→ **Work instructions**: Please rewrite the records below, swapping every "outline" for "contour" and leaving everything else unchanged.

[Labeling and segmentation records]

#####

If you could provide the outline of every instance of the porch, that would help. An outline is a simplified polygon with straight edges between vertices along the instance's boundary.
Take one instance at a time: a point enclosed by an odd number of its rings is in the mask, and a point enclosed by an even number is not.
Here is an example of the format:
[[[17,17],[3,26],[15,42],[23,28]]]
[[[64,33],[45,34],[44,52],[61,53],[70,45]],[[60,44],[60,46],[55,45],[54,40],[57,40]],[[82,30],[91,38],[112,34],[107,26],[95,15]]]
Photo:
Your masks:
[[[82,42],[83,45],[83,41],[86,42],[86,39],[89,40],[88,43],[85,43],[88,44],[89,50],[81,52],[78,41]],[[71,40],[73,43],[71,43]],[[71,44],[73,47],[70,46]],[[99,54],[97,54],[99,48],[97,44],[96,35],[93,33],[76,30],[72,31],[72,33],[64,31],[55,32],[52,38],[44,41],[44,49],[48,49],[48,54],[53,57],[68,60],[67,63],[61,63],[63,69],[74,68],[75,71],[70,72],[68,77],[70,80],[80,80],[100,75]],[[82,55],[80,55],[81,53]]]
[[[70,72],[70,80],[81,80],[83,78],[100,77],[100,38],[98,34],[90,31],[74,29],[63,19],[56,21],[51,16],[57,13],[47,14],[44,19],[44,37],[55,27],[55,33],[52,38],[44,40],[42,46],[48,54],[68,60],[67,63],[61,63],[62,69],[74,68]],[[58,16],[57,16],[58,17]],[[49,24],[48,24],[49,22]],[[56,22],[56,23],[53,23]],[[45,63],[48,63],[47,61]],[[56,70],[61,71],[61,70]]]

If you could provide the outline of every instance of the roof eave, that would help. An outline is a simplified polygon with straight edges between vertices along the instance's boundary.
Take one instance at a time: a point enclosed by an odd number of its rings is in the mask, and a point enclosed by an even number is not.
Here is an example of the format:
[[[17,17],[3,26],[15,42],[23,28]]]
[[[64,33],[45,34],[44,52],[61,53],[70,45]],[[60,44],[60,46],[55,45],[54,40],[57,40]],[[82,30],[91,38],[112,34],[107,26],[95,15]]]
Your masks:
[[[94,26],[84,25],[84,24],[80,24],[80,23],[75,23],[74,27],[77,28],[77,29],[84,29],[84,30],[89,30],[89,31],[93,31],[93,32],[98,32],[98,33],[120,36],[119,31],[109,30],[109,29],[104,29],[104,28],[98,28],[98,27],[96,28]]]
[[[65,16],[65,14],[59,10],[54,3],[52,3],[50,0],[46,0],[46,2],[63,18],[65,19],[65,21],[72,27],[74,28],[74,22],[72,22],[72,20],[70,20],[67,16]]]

#####

→ **Reply**:
If you could provide the contour of every instance of the porch, that would help. An contour is a simplified polygon with straight edges between vertices along the instance's boundary.
Take one instance at a time: a point enclosed by an odd number of its rings is in the mask, and a point enclosed by an even number is not.
Here is an example of the format:
[[[17,17],[3,26],[15,42],[23,28]]]
[[[64,33],[45,34],[44,52],[61,53],[70,45]],[[60,44],[60,46],[55,45],[54,40],[57,40]],[[82,30],[91,38],[112,34],[107,26],[95,15]]]
Photo:
Your masks:
[[[82,42],[83,45],[83,41],[86,42],[86,39],[89,40],[88,43],[85,43],[88,44],[89,50],[81,52],[78,41]],[[71,40],[73,43],[71,43]],[[71,44],[73,47],[70,46]],[[99,54],[97,54],[99,48],[97,44],[96,35],[93,33],[76,30],[72,31],[72,33],[64,31],[55,32],[52,38],[44,41],[44,49],[48,49],[48,54],[53,57],[68,60],[67,63],[61,63],[63,69],[74,68],[75,71],[70,72],[68,77],[70,80],[80,80],[100,75]],[[82,55],[80,55],[81,53]]]
[[[70,72],[70,80],[81,80],[83,78],[100,77],[100,38],[98,34],[90,31],[74,29],[63,19],[56,21],[51,16],[57,13],[47,14],[44,19],[44,37],[55,27],[55,33],[52,38],[44,40],[42,46],[48,54],[68,60],[67,63],[61,63],[62,69],[74,68]],[[58,16],[57,16],[58,17]],[[49,24],[48,24],[49,22]],[[56,22],[56,23],[53,23]],[[45,63],[48,63],[47,61]],[[56,70],[61,71],[61,70]]]

If you could provide the contour of every instance of the roof eave, that would help. An contour is a simplified polygon with straight edges between vertices along the instance's boundary.
Take one instance at a time: a point enclosed by an odd number of its rings is in the mask, and a point enclosed by an even number is not.
Here is an example of the format:
[[[17,17],[3,26],[15,42],[23,28]]]
[[[64,33],[45,34],[44,52],[61,53],[70,45]],[[60,44],[60,46],[55,45],[54,40],[57,40]],[[82,30],[91,38],[112,34],[107,26],[95,15]]]
Your masks:
[[[94,26],[84,25],[84,24],[80,24],[80,23],[75,23],[74,27],[77,28],[77,29],[84,29],[84,30],[89,30],[89,31],[93,31],[93,32],[98,32],[98,33],[120,36],[119,31],[109,30],[109,29],[104,29],[104,28],[98,28],[98,27],[96,28]]]
[[[65,16],[65,14],[59,10],[54,3],[52,3],[50,0],[46,0],[46,2],[63,18],[65,19],[65,21],[72,27],[74,28],[74,22],[72,22],[72,20],[70,20],[67,16]]]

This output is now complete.